ASSIGNMENT >> The following entries should be restated word for word, pictures excluded.

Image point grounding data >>
• • •

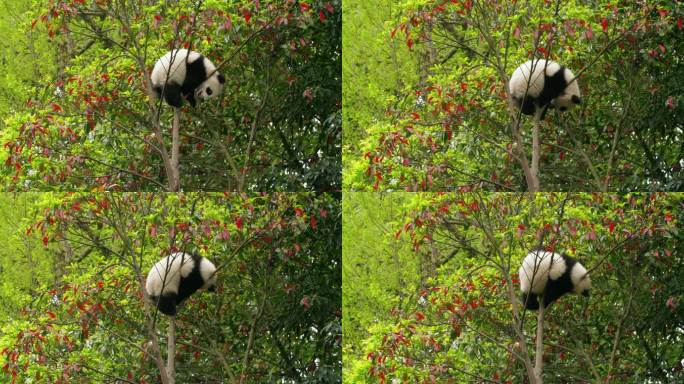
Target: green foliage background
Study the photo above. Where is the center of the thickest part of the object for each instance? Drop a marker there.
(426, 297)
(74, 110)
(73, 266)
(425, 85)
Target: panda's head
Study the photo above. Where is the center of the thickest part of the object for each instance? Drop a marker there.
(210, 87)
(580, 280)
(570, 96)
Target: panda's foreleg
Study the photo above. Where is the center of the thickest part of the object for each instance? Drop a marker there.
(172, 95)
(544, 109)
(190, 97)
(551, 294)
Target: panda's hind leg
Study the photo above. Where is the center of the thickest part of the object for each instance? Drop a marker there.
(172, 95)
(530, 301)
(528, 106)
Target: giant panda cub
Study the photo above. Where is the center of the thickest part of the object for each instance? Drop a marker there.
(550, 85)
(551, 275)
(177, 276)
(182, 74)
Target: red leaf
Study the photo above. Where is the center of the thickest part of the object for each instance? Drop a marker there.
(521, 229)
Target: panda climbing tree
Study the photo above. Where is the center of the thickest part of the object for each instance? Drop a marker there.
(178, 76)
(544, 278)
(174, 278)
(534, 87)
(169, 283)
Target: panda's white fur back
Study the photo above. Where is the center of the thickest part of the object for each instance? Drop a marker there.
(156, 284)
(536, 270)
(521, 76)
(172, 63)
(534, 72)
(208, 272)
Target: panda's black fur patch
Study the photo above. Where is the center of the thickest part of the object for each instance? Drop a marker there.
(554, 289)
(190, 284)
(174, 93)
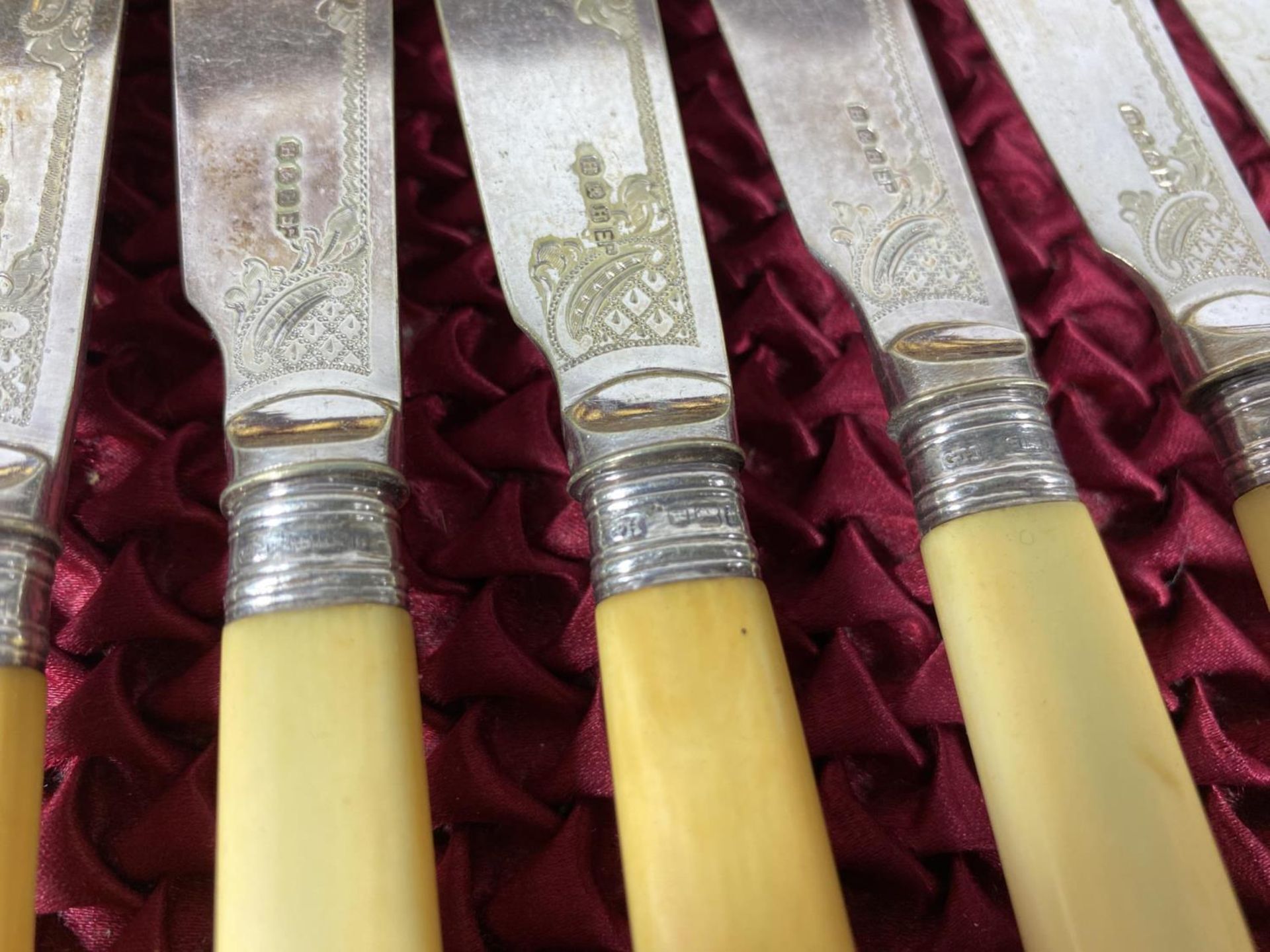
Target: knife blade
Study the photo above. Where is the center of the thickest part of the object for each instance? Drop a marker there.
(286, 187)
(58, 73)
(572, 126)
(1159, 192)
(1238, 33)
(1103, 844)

• • •

SOLUTION >>
Target: green foliage background
Study the photo above. Where is the center of the thickest part of the object for each instance? Drop a marker there.
(426, 297)
(74, 110)
(73, 266)
(425, 85)
Target: panda's head
Study the photo above. Where is the center of the thickest part of the object for each instance? Drop a marker there.
(210, 87)
(580, 280)
(570, 96)
Target: panda's foreleg
Study the photo above. Where is the center of the thickest part of the object for each instance? Drop a marker there.
(172, 95)
(544, 109)
(190, 97)
(551, 294)
Target: panda's hind leg
Study the photo above. Where is the center of the thickest part of the object for each instance? Drop a marker there.
(172, 95)
(530, 301)
(528, 106)
Target: giant panda cub
Study the photo above. Where is the center of the thickest part of the object for each instance? Drop a marker there.
(550, 85)
(551, 275)
(177, 276)
(182, 74)
Target: red leaf
Study the photo above. Where is the center of the thickest part of the object for each instance? Drop a marker there.
(521, 229)
Target: panda climbing tree
Study the photo above. Where is the center of the thickest part of the object for each instance? Drop a marker there.
(178, 76)
(544, 278)
(174, 278)
(534, 87)
(169, 283)
Target: panda's white fur back
Study the photo above. Where is the center of the thickest part of the object for each instance? Drop a marker there.
(156, 284)
(536, 270)
(521, 76)
(172, 63)
(534, 72)
(208, 272)
Target: panda's black fur patch
Study the photo above. Where is the center of the thickest part of the object for each instance? Drop a marker there.
(554, 289)
(190, 284)
(174, 93)
Target: knife blade
Study the photo above. Where is the center of the thickest part of the object for each instance? Drop a marker there.
(286, 187)
(58, 73)
(572, 126)
(1159, 192)
(1238, 33)
(1103, 844)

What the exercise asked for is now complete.